>> BEGIN

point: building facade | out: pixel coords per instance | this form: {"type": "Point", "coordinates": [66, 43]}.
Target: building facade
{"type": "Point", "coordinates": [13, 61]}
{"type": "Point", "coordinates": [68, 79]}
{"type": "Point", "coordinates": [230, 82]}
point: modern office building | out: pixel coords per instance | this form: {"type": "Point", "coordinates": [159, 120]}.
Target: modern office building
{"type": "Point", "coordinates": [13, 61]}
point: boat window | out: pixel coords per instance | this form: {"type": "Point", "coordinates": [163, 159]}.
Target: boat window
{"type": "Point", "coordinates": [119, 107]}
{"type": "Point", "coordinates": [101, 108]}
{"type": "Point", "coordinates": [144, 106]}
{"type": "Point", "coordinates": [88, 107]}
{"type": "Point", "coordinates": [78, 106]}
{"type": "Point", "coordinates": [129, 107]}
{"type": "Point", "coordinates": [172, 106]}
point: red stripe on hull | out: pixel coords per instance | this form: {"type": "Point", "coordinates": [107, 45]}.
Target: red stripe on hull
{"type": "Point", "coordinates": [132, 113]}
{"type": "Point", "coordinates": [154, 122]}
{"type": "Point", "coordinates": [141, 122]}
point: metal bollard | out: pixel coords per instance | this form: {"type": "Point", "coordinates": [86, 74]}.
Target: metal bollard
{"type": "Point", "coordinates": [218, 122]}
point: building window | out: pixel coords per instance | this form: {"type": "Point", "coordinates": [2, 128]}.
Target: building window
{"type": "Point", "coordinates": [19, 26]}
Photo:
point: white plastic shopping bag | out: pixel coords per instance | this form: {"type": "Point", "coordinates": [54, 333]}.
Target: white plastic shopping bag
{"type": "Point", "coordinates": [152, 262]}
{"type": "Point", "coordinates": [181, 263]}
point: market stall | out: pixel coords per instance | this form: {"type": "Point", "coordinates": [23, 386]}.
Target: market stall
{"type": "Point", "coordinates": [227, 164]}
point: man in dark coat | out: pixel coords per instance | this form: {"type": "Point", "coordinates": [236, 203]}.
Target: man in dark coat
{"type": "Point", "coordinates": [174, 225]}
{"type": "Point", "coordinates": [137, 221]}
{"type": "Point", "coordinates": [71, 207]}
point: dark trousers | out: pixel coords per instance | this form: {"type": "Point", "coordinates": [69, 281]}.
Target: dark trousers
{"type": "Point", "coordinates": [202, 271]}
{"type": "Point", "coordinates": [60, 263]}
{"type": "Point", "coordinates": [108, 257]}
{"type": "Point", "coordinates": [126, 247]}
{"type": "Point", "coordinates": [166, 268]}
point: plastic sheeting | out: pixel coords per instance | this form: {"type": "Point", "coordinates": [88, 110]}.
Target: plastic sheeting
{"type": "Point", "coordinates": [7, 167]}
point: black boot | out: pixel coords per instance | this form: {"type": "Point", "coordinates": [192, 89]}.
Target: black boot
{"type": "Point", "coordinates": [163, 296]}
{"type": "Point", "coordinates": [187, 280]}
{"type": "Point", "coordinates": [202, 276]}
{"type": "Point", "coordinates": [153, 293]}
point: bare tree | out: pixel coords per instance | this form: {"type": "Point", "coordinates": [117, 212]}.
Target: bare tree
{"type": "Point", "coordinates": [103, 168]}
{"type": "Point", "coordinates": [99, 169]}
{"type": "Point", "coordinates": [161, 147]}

>> END

## THE TASK
Copy out every entry again, exactly as it was given.

## EXERCISE OUTPUT
point: building facade | out: pixel coords per instance | this form: {"type": "Point", "coordinates": [66, 43]}.
Target: building facade
{"type": "Point", "coordinates": [13, 61]}
{"type": "Point", "coordinates": [68, 79]}
{"type": "Point", "coordinates": [230, 82]}
point: modern office building | out: pixel coords per instance | this form: {"type": "Point", "coordinates": [159, 120]}.
Target: modern office building
{"type": "Point", "coordinates": [13, 61]}
point: boat window | out: pixel coords per instance | this form: {"type": "Point", "coordinates": [163, 159]}.
Target: boat window
{"type": "Point", "coordinates": [119, 107]}
{"type": "Point", "coordinates": [101, 108]}
{"type": "Point", "coordinates": [144, 106]}
{"type": "Point", "coordinates": [88, 107]}
{"type": "Point", "coordinates": [78, 106]}
{"type": "Point", "coordinates": [129, 107]}
{"type": "Point", "coordinates": [172, 106]}
point: red stripe on hull | out: pixel coords per instance | this form: {"type": "Point", "coordinates": [107, 45]}.
Target: red stripe on hull
{"type": "Point", "coordinates": [132, 113]}
{"type": "Point", "coordinates": [154, 122]}
{"type": "Point", "coordinates": [141, 122]}
point: metal bollard | out: pixel coords per instance | this form: {"type": "Point", "coordinates": [86, 74]}.
Target: metal bollard
{"type": "Point", "coordinates": [218, 122]}
point: building window | out: pixel coords per instance | this form: {"type": "Point", "coordinates": [2, 128]}.
Target: building window
{"type": "Point", "coordinates": [19, 26]}
Photo:
point: white plastic shopping bag | out: pixel coords per instance | this form: {"type": "Point", "coordinates": [54, 333]}.
Target: white plastic shopping bag
{"type": "Point", "coordinates": [152, 262]}
{"type": "Point", "coordinates": [181, 263]}
point: market stall | out: pixel coords per instance | this form: {"type": "Point", "coordinates": [23, 386]}.
Target: market stall
{"type": "Point", "coordinates": [227, 164]}
point: man in dark coat | out: pixel coords per instance | this form: {"type": "Point", "coordinates": [236, 203]}.
Target: man in dark coat
{"type": "Point", "coordinates": [174, 225]}
{"type": "Point", "coordinates": [137, 221]}
{"type": "Point", "coordinates": [71, 207]}
point: dark trousers | out: pixel coords per instance | this form: {"type": "Point", "coordinates": [69, 281]}.
Target: dark trousers
{"type": "Point", "coordinates": [202, 271]}
{"type": "Point", "coordinates": [60, 263]}
{"type": "Point", "coordinates": [108, 257]}
{"type": "Point", "coordinates": [126, 247]}
{"type": "Point", "coordinates": [166, 268]}
point: plastic sheeting | out: pixel coords per instance | this form: {"type": "Point", "coordinates": [88, 110]}.
Target: plastic sheeting
{"type": "Point", "coordinates": [7, 167]}
point: black boot | out: pixel coords per instance | this form: {"type": "Point", "coordinates": [192, 89]}.
Target: black boot
{"type": "Point", "coordinates": [163, 296]}
{"type": "Point", "coordinates": [187, 280]}
{"type": "Point", "coordinates": [202, 276]}
{"type": "Point", "coordinates": [153, 293]}
point: bare tree | out: pixel coords per instance | this form: {"type": "Point", "coordinates": [117, 212]}.
Target: bare tree
{"type": "Point", "coordinates": [103, 168]}
{"type": "Point", "coordinates": [99, 169]}
{"type": "Point", "coordinates": [161, 147]}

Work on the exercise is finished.